REQUIREMENTS =
Collect every line of the material that contains the word "uniform", matching case exactly.

DATASET ROWS =
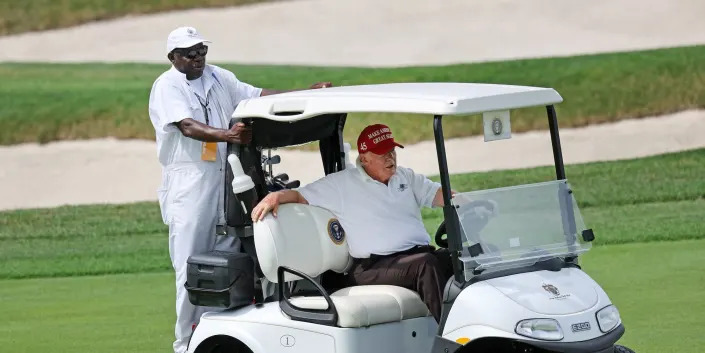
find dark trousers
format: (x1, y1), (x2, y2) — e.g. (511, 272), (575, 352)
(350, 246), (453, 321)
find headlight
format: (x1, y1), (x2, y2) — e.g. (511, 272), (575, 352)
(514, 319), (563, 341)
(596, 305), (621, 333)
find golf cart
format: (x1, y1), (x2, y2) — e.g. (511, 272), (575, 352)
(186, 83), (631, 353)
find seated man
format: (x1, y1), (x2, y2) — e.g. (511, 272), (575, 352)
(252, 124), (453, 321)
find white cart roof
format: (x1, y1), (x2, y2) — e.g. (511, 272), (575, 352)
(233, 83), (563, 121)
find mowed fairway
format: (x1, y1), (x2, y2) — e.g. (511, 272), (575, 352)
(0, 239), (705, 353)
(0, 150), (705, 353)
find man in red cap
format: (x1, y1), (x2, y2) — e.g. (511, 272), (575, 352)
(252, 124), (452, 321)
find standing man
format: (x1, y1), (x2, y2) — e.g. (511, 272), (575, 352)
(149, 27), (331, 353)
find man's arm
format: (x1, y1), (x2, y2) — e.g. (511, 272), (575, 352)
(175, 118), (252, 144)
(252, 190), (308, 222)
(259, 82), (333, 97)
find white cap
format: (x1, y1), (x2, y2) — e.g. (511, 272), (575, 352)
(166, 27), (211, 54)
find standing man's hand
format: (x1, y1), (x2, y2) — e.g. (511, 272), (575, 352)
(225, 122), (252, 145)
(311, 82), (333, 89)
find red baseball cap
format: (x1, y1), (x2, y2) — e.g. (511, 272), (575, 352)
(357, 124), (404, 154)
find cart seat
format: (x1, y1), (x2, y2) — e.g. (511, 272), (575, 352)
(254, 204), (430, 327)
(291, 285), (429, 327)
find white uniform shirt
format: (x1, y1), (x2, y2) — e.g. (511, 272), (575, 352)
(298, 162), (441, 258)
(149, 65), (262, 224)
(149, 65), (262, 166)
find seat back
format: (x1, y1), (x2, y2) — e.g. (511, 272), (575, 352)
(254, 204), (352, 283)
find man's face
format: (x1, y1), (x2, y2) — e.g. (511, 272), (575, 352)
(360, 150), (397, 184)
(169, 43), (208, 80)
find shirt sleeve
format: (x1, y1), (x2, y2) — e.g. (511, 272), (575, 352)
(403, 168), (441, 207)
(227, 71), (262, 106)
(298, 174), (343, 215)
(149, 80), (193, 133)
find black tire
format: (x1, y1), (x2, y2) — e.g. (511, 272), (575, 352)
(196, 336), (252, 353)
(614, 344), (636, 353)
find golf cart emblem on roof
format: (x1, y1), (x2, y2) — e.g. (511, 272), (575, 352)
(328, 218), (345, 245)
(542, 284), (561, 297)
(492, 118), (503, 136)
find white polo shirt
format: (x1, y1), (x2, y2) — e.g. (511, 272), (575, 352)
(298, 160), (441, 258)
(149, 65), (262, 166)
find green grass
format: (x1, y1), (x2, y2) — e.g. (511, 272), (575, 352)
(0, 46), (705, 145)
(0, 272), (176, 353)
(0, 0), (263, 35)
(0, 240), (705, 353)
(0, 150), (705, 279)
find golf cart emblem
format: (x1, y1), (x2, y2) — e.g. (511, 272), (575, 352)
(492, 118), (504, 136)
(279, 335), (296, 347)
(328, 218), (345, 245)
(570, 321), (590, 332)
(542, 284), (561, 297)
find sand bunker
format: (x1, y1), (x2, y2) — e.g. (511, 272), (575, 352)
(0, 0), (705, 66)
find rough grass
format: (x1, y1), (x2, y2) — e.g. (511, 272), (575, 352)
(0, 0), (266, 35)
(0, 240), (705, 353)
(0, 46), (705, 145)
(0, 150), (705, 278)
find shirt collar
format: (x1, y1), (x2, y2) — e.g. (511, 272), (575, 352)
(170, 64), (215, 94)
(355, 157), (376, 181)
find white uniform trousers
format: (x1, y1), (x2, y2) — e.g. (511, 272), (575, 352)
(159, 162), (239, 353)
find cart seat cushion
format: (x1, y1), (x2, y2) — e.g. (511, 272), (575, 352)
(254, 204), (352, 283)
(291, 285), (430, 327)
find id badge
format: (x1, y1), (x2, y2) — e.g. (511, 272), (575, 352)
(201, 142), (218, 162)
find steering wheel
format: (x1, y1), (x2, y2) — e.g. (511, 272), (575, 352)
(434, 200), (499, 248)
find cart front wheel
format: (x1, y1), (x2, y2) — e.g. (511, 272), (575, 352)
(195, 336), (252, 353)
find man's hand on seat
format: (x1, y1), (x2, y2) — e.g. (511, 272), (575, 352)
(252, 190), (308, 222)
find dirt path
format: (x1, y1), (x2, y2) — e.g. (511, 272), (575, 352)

SOLUTION FOR THIS TASK =
find white uniform shirt
find white uniform trousers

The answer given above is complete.